» WHAT IS BEING ASKED: Beginning with the line that has "If you could tag the person", write out each line down to the end of the records below exactly, and include no pictures.

» MATERIAL SHOWN:
§

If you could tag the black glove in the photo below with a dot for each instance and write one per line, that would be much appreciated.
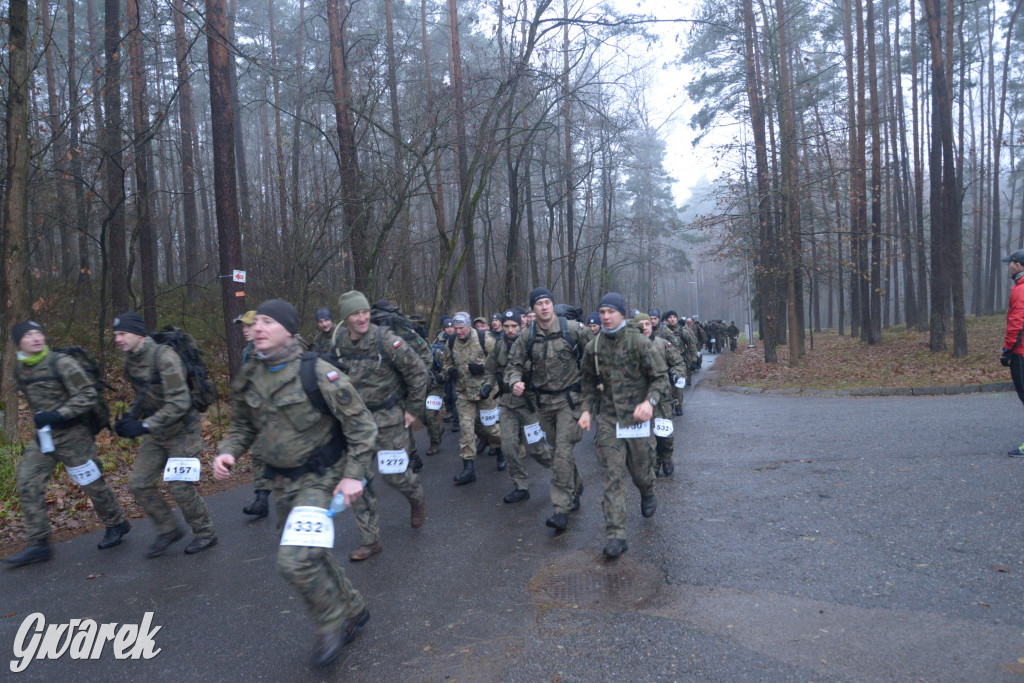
(130, 428)
(52, 418)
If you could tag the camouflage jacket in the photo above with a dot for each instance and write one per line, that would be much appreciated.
(551, 371)
(461, 353)
(386, 372)
(673, 358)
(498, 360)
(273, 406)
(322, 340)
(59, 384)
(668, 334)
(630, 371)
(166, 407)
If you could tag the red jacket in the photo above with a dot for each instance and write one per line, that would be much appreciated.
(1015, 318)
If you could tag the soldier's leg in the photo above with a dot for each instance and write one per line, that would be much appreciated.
(611, 456)
(366, 510)
(564, 476)
(193, 507)
(466, 413)
(33, 473)
(639, 459)
(329, 596)
(144, 480)
(99, 492)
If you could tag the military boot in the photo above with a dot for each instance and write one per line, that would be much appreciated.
(37, 552)
(259, 507)
(114, 535)
(467, 475)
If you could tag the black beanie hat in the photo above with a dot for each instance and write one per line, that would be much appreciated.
(23, 329)
(131, 323)
(613, 300)
(540, 293)
(283, 312)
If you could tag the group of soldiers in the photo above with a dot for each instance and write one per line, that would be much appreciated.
(315, 421)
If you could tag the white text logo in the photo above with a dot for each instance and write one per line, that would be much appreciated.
(81, 639)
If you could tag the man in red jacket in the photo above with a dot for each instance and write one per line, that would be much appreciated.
(1013, 348)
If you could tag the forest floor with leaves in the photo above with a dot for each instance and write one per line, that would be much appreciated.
(902, 359)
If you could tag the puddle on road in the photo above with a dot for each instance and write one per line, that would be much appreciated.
(581, 581)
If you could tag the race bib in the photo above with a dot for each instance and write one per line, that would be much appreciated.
(392, 462)
(308, 526)
(639, 430)
(534, 432)
(84, 474)
(181, 469)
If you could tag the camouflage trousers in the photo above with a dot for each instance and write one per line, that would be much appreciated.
(514, 445)
(366, 508)
(664, 445)
(329, 596)
(469, 411)
(622, 458)
(34, 471)
(260, 480)
(560, 423)
(148, 472)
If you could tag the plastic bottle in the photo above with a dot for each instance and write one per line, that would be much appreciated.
(45, 439)
(338, 503)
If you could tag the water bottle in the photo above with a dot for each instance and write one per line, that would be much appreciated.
(338, 503)
(45, 439)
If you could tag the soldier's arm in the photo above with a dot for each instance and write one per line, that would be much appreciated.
(517, 359)
(655, 370)
(413, 372)
(356, 421)
(243, 430)
(590, 378)
(82, 392)
(177, 399)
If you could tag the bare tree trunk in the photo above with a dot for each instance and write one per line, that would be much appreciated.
(228, 235)
(113, 162)
(187, 127)
(356, 213)
(147, 257)
(15, 261)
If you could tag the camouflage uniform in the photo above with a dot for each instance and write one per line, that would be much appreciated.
(517, 412)
(619, 374)
(174, 432)
(552, 375)
(273, 404)
(390, 379)
(57, 383)
(460, 354)
(666, 444)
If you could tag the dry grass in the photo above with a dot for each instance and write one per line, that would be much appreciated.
(902, 359)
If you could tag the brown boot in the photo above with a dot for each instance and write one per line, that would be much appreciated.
(366, 552)
(418, 514)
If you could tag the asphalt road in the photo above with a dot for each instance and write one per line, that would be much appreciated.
(801, 539)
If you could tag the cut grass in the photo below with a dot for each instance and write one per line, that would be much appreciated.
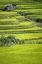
(21, 54)
(24, 36)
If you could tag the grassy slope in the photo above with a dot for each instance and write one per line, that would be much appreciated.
(21, 54)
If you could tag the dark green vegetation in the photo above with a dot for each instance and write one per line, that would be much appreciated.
(21, 54)
(21, 26)
(24, 23)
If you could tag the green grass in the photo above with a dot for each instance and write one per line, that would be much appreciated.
(21, 54)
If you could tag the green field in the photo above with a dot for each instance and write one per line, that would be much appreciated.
(21, 54)
(20, 33)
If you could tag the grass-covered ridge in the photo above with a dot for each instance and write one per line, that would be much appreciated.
(21, 54)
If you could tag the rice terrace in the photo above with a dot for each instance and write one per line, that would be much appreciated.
(20, 31)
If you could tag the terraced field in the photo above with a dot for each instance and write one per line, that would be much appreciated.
(21, 22)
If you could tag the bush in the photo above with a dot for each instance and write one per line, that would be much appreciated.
(38, 20)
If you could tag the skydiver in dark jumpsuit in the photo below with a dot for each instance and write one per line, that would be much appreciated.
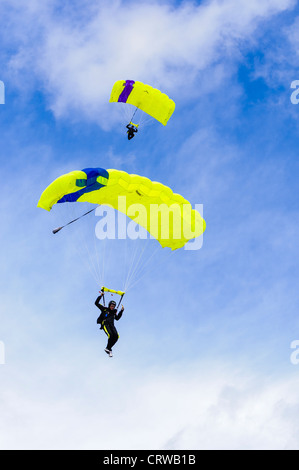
(131, 131)
(106, 320)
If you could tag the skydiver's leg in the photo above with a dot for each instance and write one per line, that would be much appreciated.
(113, 337)
(107, 330)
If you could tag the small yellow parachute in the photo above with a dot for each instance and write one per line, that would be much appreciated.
(146, 98)
(167, 216)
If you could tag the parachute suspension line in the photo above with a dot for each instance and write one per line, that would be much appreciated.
(134, 114)
(132, 264)
(72, 221)
(84, 250)
(145, 271)
(136, 266)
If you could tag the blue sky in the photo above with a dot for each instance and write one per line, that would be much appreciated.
(203, 360)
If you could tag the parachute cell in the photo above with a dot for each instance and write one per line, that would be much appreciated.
(167, 216)
(150, 100)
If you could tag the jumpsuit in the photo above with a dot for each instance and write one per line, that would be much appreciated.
(106, 320)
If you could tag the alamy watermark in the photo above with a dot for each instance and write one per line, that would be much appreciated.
(2, 92)
(295, 95)
(295, 354)
(2, 353)
(170, 224)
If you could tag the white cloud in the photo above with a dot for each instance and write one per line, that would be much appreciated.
(165, 45)
(114, 406)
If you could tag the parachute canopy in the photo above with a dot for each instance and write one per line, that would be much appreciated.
(167, 216)
(150, 100)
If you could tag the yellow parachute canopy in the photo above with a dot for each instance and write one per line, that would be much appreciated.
(150, 100)
(167, 216)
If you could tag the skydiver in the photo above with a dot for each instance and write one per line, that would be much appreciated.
(106, 320)
(131, 131)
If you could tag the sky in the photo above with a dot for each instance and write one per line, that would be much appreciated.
(206, 357)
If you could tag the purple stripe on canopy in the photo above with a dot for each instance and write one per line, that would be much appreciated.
(126, 91)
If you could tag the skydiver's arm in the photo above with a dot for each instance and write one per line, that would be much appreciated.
(97, 303)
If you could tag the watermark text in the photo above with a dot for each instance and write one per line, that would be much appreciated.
(175, 225)
(2, 353)
(2, 92)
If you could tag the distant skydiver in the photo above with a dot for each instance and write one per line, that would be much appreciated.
(106, 320)
(131, 130)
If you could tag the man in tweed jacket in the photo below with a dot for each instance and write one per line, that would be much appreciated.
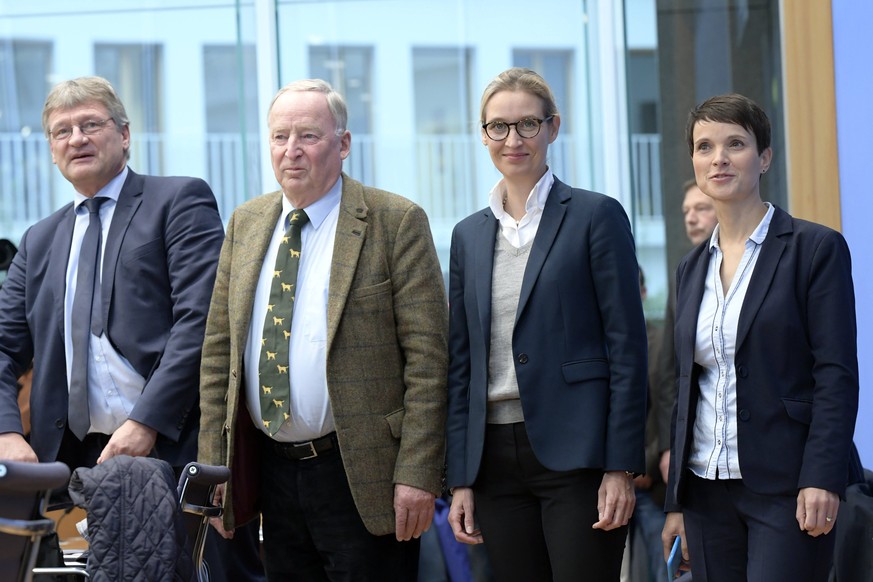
(347, 484)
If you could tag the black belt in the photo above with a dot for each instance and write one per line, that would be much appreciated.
(306, 449)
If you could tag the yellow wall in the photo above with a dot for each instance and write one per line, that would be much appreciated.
(813, 169)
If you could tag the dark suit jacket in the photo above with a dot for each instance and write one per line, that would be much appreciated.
(796, 362)
(158, 268)
(579, 339)
(386, 352)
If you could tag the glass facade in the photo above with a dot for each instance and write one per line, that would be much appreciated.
(197, 76)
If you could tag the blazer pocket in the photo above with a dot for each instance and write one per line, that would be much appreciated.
(395, 422)
(378, 289)
(583, 370)
(799, 410)
(133, 255)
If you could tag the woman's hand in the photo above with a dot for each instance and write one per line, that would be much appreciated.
(674, 526)
(461, 516)
(817, 511)
(615, 500)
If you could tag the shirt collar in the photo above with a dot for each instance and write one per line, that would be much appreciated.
(535, 200)
(758, 235)
(318, 210)
(111, 190)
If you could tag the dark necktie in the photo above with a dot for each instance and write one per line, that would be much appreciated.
(83, 320)
(274, 362)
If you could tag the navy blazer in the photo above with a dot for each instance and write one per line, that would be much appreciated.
(579, 339)
(158, 270)
(796, 362)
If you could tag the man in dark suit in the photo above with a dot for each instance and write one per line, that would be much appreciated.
(125, 379)
(345, 475)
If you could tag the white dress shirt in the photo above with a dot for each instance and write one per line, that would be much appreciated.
(521, 232)
(714, 450)
(311, 415)
(114, 386)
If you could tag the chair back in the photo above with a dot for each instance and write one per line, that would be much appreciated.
(196, 488)
(24, 491)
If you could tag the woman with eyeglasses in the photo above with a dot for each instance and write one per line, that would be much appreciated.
(547, 377)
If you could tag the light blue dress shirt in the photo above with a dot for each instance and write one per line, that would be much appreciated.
(714, 450)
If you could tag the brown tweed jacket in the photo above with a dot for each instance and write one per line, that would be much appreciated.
(386, 352)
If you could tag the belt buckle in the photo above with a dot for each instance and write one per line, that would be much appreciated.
(312, 452)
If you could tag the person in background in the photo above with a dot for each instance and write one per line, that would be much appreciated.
(323, 382)
(767, 367)
(646, 559)
(120, 376)
(698, 214)
(547, 343)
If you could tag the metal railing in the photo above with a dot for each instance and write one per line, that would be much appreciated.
(444, 174)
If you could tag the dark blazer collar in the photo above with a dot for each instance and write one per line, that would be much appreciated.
(765, 270)
(484, 239)
(553, 216)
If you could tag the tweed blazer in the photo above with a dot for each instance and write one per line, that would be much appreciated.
(387, 326)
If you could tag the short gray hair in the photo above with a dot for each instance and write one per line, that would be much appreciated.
(335, 102)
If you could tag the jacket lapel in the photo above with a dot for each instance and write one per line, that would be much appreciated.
(351, 232)
(687, 313)
(60, 257)
(765, 269)
(553, 216)
(484, 240)
(129, 200)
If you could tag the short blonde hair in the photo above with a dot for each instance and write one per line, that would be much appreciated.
(75, 92)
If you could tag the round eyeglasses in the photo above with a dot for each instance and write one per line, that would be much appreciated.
(527, 128)
(90, 127)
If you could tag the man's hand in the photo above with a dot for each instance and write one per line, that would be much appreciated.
(413, 511)
(461, 517)
(216, 522)
(817, 511)
(132, 438)
(664, 465)
(13, 447)
(615, 500)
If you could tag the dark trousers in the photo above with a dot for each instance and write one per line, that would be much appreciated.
(536, 523)
(735, 534)
(312, 529)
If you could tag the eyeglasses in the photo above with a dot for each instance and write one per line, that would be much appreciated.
(527, 128)
(90, 127)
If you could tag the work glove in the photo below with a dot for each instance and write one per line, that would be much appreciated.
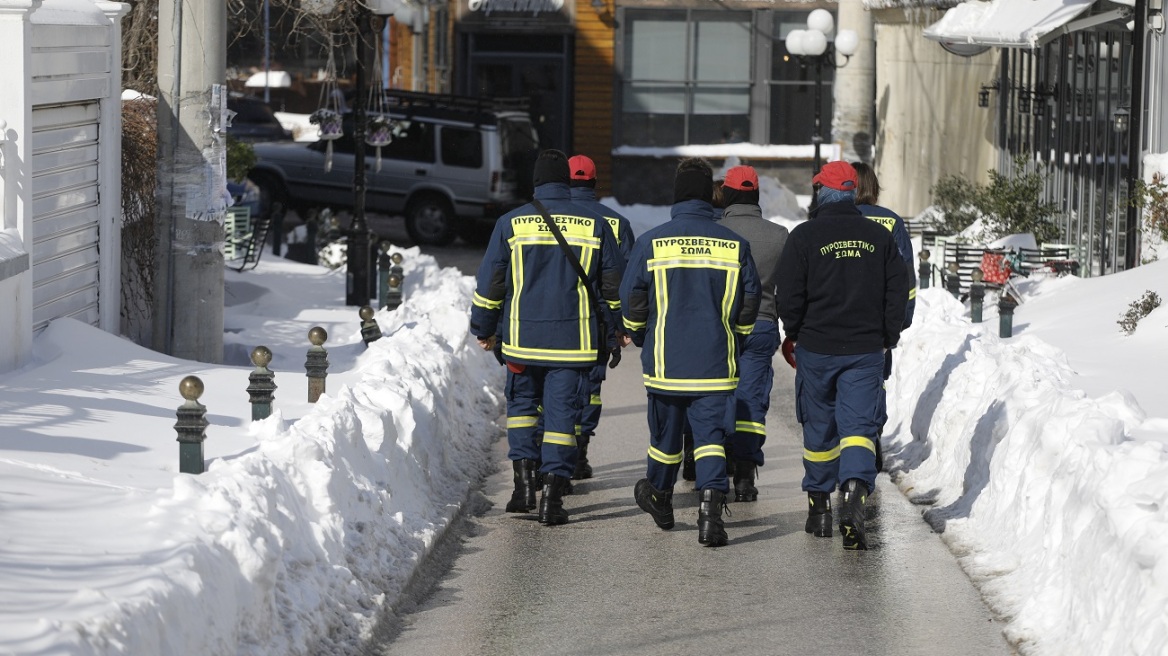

§

» RESULT FOR THIS EXERCISE:
If you could tag the person in background in the photo above with a dot for each instance and write one per line, that would be much appreciated.
(323, 382)
(767, 367)
(646, 559)
(120, 376)
(698, 214)
(547, 343)
If you could tag the metal railing in the photo above with a dot for each instance and write one per line, that would be much appreciated.
(444, 174)
If you could tag the dark blazer collar in the photo above with a dot for each instance and write one per line, that would be much appreciated.
(765, 270)
(484, 239)
(553, 216)
If you could tag the tweed blazer in the photo above with a dot for each instance and write one per line, that would be much appreciated.
(387, 326)
If you could tag the short gray hair in the photo above with a dot for each instance and write one per line, that would be much appreciated.
(335, 102)
If you could tag the jacket lapel in the photo above with a dot for each instance and write one per line, that would be much appreciated.
(351, 232)
(687, 313)
(60, 257)
(765, 269)
(553, 216)
(484, 240)
(129, 200)
If you could tag the short blonde hair in the photo above with a dot for each instance and write one per line, that would be much appreciated.
(75, 92)
If you could tag the round eyeglasses in the photo above with a dot for each instance and write one per line, that would be much appreciated.
(527, 128)
(90, 127)
If you could tag the man's hand in the photo above with a dot for each instance and write one per line, that would be much appreciated.
(413, 511)
(461, 517)
(216, 522)
(817, 511)
(132, 438)
(664, 465)
(13, 447)
(615, 500)
If you could tag the dark trousers in the photo above with a dot for each instance and write one per line, that would be much appreciated.
(536, 523)
(735, 534)
(312, 529)
If you could tag the eyeglasses in the photo above with a dot for each instance and write one per line, that would be much appreciated.
(527, 128)
(90, 127)
If you could tag the work glove in the photo below with a dot for each instance and write one per line, that would be much appreciated.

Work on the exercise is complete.